**Task description**:
Below are the entries; return exactly the line with "Put one point on every instance of the table" and every later line, without anything else.

Items listed in a dataset
......
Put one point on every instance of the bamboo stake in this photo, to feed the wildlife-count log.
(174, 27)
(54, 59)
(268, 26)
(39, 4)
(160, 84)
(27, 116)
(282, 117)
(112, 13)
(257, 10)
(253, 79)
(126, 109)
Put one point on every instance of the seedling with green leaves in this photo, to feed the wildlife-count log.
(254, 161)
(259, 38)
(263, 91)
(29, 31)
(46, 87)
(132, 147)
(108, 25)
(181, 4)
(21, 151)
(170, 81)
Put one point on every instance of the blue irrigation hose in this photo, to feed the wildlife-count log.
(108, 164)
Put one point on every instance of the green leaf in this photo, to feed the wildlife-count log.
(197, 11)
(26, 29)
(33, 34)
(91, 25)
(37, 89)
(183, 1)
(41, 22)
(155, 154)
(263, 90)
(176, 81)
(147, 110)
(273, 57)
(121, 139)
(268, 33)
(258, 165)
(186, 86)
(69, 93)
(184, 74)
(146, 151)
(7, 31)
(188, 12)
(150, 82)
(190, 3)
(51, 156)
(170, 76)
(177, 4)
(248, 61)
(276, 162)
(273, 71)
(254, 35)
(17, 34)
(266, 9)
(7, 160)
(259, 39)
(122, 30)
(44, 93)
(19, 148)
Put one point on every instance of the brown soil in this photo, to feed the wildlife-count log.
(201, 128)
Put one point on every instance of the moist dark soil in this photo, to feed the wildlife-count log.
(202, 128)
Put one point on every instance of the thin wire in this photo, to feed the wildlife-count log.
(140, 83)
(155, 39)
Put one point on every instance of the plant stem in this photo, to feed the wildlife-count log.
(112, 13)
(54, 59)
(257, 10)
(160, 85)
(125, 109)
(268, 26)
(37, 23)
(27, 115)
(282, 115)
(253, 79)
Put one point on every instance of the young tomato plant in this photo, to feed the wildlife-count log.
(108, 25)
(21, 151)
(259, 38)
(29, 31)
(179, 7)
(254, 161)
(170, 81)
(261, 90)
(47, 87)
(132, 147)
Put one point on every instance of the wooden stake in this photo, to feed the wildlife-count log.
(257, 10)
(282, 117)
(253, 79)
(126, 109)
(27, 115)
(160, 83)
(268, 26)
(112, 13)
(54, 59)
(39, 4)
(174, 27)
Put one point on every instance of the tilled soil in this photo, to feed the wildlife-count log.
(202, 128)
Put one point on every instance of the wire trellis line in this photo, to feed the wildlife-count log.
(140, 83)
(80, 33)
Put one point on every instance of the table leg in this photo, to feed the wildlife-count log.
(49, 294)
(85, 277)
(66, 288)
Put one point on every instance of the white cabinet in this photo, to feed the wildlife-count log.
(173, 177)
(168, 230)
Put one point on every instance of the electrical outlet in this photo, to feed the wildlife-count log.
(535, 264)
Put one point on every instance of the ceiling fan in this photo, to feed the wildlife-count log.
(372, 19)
......
**Result of the task**:
Put one point on every instance of the table leg in this photo, to feed the wildlife-count log.
(49, 294)
(85, 277)
(66, 288)
Put one point on every instance of the white cabinet in this photo, to feed the wildlife-count log.
(173, 177)
(168, 230)
Put one point on every instance of the electrical outlet in this photo, to feed the wildlife-count log.
(535, 264)
Put one point on every instance of the ceiling fan in this photo, to feed the wildlife-count log.
(372, 19)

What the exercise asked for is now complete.